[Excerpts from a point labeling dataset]
··········

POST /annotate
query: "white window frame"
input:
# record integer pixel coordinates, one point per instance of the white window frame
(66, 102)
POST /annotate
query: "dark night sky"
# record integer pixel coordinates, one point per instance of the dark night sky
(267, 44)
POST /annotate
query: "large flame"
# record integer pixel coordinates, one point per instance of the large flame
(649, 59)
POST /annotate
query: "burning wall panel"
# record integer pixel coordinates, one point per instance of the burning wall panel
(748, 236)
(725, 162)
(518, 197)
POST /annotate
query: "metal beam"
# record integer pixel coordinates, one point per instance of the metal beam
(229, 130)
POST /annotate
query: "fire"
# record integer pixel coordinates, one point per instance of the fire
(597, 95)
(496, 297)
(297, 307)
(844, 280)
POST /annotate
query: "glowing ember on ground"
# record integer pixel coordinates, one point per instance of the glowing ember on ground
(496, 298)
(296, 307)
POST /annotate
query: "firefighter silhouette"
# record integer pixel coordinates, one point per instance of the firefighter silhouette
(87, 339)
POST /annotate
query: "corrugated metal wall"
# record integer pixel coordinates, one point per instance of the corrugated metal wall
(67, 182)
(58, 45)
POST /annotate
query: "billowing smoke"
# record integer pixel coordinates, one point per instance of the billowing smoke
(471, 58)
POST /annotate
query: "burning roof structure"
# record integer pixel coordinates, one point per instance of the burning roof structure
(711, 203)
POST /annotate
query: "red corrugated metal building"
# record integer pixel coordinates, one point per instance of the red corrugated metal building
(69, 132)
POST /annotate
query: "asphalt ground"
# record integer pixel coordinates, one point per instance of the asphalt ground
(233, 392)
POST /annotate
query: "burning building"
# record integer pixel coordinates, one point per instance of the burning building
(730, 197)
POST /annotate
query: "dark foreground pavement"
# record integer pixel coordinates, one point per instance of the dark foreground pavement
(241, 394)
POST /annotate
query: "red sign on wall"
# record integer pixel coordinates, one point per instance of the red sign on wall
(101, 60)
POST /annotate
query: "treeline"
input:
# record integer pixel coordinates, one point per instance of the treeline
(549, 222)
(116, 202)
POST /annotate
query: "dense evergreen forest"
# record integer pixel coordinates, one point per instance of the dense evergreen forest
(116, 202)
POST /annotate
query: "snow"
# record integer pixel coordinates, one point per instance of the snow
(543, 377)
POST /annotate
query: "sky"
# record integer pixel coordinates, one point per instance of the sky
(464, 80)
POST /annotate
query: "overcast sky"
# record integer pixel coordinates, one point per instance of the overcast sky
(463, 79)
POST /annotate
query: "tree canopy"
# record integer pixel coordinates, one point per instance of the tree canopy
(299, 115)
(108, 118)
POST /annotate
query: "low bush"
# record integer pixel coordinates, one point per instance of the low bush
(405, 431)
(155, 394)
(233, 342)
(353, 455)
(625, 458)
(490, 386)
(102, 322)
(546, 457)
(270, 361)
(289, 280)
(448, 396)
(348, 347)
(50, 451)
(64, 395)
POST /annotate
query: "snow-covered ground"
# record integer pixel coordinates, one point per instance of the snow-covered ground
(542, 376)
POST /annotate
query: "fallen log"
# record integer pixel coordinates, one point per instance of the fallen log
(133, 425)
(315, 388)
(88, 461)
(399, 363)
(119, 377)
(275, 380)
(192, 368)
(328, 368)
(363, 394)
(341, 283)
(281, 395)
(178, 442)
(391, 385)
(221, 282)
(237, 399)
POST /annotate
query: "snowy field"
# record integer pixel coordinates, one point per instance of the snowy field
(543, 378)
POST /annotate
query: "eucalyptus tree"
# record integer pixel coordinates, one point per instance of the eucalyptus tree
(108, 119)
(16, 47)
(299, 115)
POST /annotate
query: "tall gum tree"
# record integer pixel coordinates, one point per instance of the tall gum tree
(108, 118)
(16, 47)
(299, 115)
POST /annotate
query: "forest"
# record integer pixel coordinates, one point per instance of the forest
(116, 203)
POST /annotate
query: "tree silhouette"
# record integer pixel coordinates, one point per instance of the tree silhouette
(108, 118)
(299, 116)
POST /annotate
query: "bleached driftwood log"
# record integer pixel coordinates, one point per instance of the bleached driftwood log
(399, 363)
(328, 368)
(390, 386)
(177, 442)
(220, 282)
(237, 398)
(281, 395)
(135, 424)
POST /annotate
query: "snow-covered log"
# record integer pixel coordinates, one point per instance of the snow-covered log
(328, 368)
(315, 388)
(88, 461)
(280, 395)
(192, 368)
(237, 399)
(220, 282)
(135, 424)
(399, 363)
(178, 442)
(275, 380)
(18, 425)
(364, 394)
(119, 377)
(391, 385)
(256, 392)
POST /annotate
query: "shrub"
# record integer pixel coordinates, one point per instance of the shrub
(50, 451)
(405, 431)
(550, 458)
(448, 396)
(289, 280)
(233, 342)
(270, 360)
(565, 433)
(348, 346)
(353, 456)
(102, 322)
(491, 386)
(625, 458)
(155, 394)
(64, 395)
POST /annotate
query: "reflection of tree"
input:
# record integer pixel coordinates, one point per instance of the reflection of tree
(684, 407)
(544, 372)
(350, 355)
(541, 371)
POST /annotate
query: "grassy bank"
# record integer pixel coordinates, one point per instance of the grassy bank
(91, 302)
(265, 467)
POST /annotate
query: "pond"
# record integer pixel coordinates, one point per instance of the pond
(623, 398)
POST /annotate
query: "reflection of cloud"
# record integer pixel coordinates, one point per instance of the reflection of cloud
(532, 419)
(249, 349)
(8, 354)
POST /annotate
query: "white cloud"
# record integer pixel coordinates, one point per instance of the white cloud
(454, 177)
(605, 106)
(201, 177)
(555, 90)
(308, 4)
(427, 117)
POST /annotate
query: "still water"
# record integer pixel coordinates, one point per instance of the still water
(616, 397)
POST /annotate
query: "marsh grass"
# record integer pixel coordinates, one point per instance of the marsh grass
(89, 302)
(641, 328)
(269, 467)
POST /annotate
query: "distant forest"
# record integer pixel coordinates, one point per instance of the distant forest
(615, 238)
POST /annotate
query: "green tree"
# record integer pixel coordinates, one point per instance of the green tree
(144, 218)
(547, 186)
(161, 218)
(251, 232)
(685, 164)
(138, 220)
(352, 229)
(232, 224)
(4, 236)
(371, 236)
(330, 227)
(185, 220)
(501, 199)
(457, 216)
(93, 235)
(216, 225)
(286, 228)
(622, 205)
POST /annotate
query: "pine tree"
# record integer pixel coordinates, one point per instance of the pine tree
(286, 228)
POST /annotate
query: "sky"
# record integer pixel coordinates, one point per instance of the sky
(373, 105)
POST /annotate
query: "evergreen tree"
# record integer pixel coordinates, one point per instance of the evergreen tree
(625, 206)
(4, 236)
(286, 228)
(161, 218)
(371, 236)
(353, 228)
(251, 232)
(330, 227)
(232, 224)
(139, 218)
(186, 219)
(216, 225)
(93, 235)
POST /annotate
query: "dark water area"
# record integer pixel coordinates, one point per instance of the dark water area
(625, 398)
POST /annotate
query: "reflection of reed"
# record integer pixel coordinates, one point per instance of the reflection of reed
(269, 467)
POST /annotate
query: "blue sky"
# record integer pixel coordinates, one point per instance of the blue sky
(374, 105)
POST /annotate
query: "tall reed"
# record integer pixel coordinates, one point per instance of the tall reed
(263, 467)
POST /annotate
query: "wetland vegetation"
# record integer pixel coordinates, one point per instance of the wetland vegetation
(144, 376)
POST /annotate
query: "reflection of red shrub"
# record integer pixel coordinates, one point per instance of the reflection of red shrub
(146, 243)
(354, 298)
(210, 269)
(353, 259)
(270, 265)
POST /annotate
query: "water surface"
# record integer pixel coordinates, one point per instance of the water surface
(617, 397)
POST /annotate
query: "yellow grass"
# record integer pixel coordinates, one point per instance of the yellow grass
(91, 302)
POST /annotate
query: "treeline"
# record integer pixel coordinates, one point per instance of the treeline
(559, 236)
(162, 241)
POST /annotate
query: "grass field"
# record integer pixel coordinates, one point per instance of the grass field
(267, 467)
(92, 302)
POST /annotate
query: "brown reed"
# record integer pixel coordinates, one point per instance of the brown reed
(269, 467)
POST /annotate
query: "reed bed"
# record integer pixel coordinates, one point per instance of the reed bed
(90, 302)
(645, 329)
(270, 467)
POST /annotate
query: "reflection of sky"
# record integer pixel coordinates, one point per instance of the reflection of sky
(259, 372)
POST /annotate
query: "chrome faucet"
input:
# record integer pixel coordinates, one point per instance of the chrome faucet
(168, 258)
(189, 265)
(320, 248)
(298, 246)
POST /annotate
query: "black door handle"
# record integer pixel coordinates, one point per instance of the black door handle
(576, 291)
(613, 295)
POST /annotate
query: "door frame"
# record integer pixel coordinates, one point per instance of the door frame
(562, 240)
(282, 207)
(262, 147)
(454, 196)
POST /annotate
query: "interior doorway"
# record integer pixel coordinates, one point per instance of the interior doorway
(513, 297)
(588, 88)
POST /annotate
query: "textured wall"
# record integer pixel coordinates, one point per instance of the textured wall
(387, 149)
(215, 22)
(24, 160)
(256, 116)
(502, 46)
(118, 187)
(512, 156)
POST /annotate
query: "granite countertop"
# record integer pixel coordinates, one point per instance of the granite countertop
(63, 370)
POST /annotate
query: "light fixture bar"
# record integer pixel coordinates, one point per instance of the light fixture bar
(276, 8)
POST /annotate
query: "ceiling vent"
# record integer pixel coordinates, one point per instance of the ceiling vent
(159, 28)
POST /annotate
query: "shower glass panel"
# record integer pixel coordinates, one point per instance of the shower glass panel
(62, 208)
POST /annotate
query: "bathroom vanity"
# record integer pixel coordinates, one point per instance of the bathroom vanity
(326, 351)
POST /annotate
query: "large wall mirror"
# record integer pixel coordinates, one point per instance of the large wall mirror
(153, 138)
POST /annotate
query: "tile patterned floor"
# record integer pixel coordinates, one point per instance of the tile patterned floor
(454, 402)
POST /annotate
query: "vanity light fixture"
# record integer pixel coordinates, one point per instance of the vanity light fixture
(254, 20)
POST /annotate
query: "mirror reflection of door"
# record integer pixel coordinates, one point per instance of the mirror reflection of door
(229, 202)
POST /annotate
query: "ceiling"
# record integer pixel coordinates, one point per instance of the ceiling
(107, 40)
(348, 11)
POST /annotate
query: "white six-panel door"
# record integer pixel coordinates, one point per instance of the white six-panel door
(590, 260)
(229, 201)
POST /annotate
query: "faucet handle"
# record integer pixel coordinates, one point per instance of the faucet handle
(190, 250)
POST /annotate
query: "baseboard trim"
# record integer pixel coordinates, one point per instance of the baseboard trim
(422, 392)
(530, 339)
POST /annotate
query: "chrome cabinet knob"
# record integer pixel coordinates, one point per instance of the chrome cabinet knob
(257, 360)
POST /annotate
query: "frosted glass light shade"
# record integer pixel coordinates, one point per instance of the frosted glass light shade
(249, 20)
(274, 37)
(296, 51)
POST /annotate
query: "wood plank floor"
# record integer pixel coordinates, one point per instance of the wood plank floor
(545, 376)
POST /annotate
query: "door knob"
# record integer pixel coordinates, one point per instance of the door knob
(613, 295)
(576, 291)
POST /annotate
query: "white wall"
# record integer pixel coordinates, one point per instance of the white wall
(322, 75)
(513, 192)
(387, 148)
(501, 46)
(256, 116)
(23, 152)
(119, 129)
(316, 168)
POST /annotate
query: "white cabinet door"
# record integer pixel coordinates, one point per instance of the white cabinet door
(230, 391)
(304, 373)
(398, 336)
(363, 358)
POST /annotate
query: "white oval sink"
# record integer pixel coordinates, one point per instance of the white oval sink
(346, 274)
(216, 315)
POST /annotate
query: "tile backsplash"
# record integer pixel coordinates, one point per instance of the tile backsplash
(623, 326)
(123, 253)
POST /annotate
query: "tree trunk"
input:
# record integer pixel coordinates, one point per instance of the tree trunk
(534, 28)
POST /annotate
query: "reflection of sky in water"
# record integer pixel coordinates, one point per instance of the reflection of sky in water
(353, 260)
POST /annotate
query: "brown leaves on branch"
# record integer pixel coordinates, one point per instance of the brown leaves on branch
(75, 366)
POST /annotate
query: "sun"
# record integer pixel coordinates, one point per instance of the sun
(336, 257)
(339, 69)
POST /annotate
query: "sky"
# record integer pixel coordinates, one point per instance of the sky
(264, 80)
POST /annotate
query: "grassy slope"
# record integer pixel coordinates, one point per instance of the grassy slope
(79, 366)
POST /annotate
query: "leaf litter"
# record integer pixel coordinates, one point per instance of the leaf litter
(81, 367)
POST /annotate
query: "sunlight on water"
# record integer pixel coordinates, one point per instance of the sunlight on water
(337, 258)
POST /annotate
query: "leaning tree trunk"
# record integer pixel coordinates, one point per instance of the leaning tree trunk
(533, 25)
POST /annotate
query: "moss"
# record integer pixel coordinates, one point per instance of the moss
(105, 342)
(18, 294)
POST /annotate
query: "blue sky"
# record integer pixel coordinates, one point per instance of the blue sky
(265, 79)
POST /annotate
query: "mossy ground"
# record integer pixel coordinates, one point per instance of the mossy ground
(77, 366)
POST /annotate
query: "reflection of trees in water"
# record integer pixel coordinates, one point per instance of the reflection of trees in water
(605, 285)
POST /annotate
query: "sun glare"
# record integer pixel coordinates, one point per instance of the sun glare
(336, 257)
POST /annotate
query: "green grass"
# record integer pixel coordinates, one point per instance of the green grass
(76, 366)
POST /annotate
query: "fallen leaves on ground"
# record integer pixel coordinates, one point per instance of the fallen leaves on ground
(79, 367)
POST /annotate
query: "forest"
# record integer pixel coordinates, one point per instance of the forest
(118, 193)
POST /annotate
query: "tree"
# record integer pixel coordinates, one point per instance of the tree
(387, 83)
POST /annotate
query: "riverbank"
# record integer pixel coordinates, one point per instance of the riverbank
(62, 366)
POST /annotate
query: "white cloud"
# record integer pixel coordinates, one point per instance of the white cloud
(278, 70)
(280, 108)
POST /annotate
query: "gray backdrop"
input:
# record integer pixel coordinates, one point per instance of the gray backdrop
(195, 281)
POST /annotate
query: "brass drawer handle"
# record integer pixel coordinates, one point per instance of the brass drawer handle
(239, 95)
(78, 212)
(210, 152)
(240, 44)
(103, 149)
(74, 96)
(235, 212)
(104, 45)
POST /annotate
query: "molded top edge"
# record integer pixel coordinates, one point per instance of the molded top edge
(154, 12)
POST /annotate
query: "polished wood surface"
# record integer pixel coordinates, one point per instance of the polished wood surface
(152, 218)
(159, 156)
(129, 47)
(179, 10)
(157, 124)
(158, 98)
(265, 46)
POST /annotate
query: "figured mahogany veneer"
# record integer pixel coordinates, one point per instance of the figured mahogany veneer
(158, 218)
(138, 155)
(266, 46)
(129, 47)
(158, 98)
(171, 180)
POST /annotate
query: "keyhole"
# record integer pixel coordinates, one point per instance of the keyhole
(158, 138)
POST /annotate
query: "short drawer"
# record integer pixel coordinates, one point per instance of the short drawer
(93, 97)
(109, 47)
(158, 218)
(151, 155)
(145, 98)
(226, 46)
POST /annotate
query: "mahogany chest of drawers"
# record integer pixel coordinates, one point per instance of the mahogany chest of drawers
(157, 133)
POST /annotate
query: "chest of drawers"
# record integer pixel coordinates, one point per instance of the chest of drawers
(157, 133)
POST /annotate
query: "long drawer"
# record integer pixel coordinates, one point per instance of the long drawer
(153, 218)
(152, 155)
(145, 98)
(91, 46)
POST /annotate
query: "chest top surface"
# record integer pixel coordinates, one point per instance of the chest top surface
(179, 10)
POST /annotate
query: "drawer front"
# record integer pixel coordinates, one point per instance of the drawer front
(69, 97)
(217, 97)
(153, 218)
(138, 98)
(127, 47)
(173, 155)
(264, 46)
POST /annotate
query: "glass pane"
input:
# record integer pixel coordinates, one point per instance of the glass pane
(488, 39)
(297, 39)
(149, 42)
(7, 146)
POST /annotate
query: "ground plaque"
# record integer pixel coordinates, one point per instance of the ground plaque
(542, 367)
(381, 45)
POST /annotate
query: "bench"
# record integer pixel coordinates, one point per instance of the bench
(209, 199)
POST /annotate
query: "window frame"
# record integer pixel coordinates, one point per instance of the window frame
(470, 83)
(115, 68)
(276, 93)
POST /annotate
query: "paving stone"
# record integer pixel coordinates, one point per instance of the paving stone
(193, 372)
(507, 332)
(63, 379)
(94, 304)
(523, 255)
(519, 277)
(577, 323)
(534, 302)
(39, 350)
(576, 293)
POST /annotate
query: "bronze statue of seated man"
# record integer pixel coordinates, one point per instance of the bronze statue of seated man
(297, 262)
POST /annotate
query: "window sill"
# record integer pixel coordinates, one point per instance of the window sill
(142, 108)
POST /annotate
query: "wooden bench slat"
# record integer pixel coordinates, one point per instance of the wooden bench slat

··········

→ **SET EXERCISE**: List every line in the entries above that contains the word "fallen", copying each line in full.

→ **ANSWER TO THE PROBLEM**:
query: "fallen log"
# record integer pixel coordinates, one point per instance of the fallen log
query: "fallen leaves on ground"
# record integer pixel coordinates, one point per instance of the fallen leaves on ground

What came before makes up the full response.